* **THE REQUEST**
Restate each of the lines given below, word for word.

== == ==

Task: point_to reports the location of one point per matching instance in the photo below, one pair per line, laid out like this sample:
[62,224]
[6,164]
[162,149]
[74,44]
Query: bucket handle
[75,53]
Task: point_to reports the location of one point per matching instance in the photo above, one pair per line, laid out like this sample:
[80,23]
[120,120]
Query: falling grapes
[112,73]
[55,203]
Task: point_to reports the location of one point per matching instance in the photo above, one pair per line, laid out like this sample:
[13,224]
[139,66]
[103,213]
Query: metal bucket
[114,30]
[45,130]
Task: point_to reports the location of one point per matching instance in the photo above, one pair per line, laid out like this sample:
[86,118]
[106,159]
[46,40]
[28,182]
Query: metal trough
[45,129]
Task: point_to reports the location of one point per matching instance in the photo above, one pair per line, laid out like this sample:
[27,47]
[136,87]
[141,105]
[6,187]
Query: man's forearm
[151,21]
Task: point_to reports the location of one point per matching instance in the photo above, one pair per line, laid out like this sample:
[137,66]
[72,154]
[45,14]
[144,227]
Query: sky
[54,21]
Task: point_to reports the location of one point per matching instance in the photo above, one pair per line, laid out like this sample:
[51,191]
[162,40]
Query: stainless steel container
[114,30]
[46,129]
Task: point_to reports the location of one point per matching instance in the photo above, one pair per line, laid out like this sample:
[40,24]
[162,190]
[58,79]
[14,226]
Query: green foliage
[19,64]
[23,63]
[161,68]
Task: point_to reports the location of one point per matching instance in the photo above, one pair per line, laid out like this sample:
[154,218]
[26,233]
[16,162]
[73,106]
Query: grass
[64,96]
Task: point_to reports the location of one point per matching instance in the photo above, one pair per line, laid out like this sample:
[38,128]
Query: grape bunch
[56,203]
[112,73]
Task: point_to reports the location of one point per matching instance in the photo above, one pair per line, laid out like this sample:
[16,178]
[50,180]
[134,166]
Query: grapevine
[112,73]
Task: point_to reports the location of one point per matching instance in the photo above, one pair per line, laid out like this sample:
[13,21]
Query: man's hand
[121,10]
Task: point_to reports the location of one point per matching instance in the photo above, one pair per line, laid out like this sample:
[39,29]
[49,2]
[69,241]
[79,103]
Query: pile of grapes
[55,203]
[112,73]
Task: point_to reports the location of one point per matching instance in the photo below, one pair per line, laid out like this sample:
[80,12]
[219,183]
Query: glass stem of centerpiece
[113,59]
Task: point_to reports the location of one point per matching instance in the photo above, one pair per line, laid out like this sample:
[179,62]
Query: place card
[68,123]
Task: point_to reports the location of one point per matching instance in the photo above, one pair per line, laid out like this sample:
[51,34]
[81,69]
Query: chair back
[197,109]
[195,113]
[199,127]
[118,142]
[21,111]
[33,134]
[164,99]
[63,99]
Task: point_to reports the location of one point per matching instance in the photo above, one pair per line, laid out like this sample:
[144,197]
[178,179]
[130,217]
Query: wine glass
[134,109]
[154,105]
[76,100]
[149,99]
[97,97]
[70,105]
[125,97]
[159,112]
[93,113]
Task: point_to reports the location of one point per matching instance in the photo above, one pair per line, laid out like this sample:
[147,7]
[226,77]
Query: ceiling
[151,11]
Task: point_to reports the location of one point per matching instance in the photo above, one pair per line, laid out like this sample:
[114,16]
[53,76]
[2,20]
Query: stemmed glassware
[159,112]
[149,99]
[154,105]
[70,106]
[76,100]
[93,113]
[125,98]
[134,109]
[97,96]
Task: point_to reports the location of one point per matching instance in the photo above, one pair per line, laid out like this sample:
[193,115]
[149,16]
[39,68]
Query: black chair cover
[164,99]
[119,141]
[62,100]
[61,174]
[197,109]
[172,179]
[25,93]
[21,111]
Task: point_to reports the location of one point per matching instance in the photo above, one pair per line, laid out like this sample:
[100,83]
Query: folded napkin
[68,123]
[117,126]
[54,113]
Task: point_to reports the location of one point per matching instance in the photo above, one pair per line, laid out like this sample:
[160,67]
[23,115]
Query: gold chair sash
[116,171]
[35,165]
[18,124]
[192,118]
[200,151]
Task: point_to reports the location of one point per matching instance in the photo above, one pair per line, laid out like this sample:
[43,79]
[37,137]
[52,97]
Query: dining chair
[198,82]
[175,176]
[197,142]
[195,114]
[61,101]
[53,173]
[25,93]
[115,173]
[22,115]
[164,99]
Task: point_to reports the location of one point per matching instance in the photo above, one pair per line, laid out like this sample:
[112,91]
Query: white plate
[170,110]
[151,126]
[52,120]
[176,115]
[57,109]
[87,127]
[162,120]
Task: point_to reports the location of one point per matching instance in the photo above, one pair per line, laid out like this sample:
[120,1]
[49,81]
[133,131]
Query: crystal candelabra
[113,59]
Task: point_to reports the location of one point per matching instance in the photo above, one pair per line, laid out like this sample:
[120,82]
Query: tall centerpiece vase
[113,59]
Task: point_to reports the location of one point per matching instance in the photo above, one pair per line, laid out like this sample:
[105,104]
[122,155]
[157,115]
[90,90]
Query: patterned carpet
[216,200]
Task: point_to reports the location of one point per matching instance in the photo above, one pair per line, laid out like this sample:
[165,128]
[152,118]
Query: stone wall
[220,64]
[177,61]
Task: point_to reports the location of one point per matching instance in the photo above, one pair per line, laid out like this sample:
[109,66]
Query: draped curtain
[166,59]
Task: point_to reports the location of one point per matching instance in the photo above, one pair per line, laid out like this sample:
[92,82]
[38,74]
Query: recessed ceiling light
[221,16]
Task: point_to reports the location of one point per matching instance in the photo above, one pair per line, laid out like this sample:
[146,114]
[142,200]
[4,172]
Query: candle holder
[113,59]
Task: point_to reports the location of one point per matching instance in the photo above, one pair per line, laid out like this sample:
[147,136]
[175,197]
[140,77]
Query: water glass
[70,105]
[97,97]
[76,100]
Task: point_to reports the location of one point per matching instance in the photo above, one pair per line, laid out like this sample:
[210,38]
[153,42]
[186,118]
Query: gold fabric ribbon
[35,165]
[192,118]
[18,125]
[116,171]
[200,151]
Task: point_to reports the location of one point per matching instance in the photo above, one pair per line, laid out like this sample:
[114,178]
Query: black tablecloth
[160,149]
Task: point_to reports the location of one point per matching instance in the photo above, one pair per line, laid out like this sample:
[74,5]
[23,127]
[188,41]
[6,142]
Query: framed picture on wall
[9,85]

== == ==

* **WORKED SOLUTION**
Task: point_to reports the location of one point per matching instance in the photo below, one pair per line, laid out like this sample:
[62,224]
[6,164]
[162,149]
[74,44]
Query: bucket handle
[75,53]
Task: point_to reports the location of one point per matching instance in the photo above, one pair per line, laid out like this sample:
[80,23]
[120,120]
Query: falling grapes
[112,73]
[55,203]
Task: point_to reports the location of one point per matching instance in the photo above, one pair per line, laid out like this sample:
[13,224]
[139,66]
[103,213]
Query: metal bucket
[114,30]
[45,130]
Task: point_to reports the location of one point per matching instance in the photo above, one pair per line, laid out like this sample:
[86,118]
[106,159]
[46,40]
[28,182]
Query: metal trough
[45,129]
Task: point_to reports the location of one point per matching instance in the photo above, one pair per line, laid out like this sample:
[27,47]
[136,87]
[141,105]
[6,187]
Query: man's forearm
[151,21]
Task: point_to reports the location of one point per matching instance in the photo above, one pair per line, laid out like this sample:
[137,66]
[72,154]
[45,14]
[144,227]
Query: sky
[54,21]
Task: point_to reports the location of one point per matching instance in the photo above, one pair per line, laid out like this sample:
[51,191]
[162,40]
Query: stainless steel container
[114,30]
[46,129]
Task: point_to reports the location of one point per matching instance in the photo above, one pair per line, laid out like this sample:
[40,24]
[162,190]
[58,79]
[14,226]
Query: green foliage
[19,64]
[23,63]
[161,68]
Task: point_to reports the location of one point per matching instance in the photo above, one pair per line, laid out like this sample:
[154,218]
[26,233]
[16,162]
[73,106]
Query: grass
[64,96]
Task: point_to reports the location of one point per matching instance in the photo above, one pair per line, laid out like this sample:
[38,128]
Query: grape bunch
[56,203]
[112,73]
Task: point_to reports the location of one point per matching instance in the photo above, one pair per line, laid out like this sample:
[16,178]
[50,180]
[134,166]
Query: grapevine
[112,73]
Task: point_to reports the location of one point per matching instance in the photo above, one pair per line, laid out like this sample:
[13,21]
Query: man's hand
[121,10]
Task: point_to reports the location of one point per matching instance in the photo above, one pair per line, laid out like this sample:
[39,29]
[49,2]
[69,241]
[79,103]
Query: pile of grapes
[55,203]
[112,73]
Task: point_to reports the location of one point per matching instance in the photo below, one pair per line, laid out like this sample:
[80,12]
[219,183]
Query: glass stem of centerpiece
[113,59]
Task: point_to reports the location of one point per matching instance in the photo above, one pair per line, laid out like this sample:
[179,62]
Query: place card
[68,123]
Task: point_to reports the location of one point per matching instance in the photo above, one pair per line, laid out like this sample:
[51,34]
[81,69]
Query: chair back
[197,109]
[195,113]
[199,127]
[118,142]
[21,111]
[33,134]
[164,99]
[63,99]
Task: point_to reports the location of one point per matching instance in the photo above, one pair per line, laid out like this sample:
[144,197]
[178,179]
[130,217]
Query: wine glass
[134,109]
[154,105]
[76,100]
[149,99]
[97,97]
[70,105]
[125,97]
[159,112]
[93,113]
Task: point_to reports the location of one point per matching instance in the photo above, one pair per line, laid out like this sample:
[147,7]
[226,77]
Query: ceiling
[151,11]
Task: point_to reports the location of one point per matching instance in the photo above, one pair per line, laid out like this sample:
[114,16]
[53,76]
[2,20]
Query: stemmed glassware
[159,112]
[149,99]
[154,105]
[70,106]
[76,100]
[93,113]
[125,98]
[134,109]
[97,96]
Task: point_to reports the location of one point per matching instance in the photo above, one pair per line, laid out like this sample:
[193,115]
[149,16]
[39,68]
Query: black chair cover
[164,99]
[119,141]
[62,100]
[61,174]
[197,109]
[172,179]
[25,93]
[21,111]
Task: point_to reports the location of one point per matching instance in the photo above, one pair per line, laid out like this sample:
[100,83]
Query: folded napkin
[68,123]
[117,126]
[54,113]
Task: point_to reports the location of one point per matching instance in the photo above, one pair per line, laid out like this sample:
[160,67]
[23,115]
Query: gold chair sash
[116,171]
[35,165]
[18,124]
[192,118]
[200,151]
Task: point_to reports the location of one point per matching instance in the photo above, one pair per line, laid out like this sample:
[43,79]
[37,137]
[52,97]
Query: dining chair
[198,82]
[175,176]
[197,142]
[195,114]
[61,101]
[53,173]
[25,93]
[115,173]
[22,115]
[164,99]
Task: point_to reports the location of one point per matching instance in the photo above, one pair per line, laid out like this sample:
[112,91]
Query: white plate
[170,110]
[151,126]
[52,120]
[176,115]
[57,109]
[87,127]
[162,120]
Task: point_to reports the location of one point per matching instance in the photo above, one pair per line, laid out like this sample:
[120,1]
[49,81]
[133,131]
Query: crystal candelabra
[113,59]
Task: point_to reports the location of one point per matching instance in the photo above, one pair per line, laid out like this sample:
[120,82]
Query: tall centerpiece vase
[113,59]
Task: point_to reports the location of one point per matching instance in the photo above, one pair per line, laid out like this sample:
[105,104]
[122,155]
[157,115]
[90,90]
Query: patterned carpet
[216,200]
Task: point_to reports the location of one point per matching instance in the photo above, one pair per line, laid out like this sample:
[165,128]
[152,118]
Query: stone wall
[220,64]
[177,61]
Task: point_to reports the location of one point per matching instance in the photo above, one pair per line, laid out like this sample:
[109,66]
Query: draped curtain
[166,59]
Task: point_to reports the location of one point per matching instance in the photo above, one pair per line, laid out like this sample:
[92,82]
[38,74]
Query: recessed ceiling light
[221,16]
Task: point_to reports the location of one point per matching instance in the photo above, one pair per line, laid out like this sample:
[146,114]
[142,200]
[4,172]
Query: candle holder
[113,59]
Task: point_to reports the location of one point per matching instance in the photo above, one pair per line, laid out like this sample:
[147,136]
[175,197]
[140,77]
Query: water glass
[70,105]
[97,97]
[76,100]
Task: point_to reports the location of one point per matching instance in the photo above, one pair per line, laid out like this sample:
[210,38]
[153,42]
[186,118]
Query: gold fabric ribbon
[35,165]
[192,118]
[18,125]
[116,171]
[200,151]
Task: point_to reports the location of one point per matching instance in the photo above, one pair per line, laid out like this sample:
[114,178]
Query: black tablecloth
[160,149]
Task: point_to reports the location of one point per matching instance in the photo above, one pair per line, laid out like this sample:
[74,5]
[23,127]
[188,41]
[6,142]
Query: framed picture on wall
[9,85]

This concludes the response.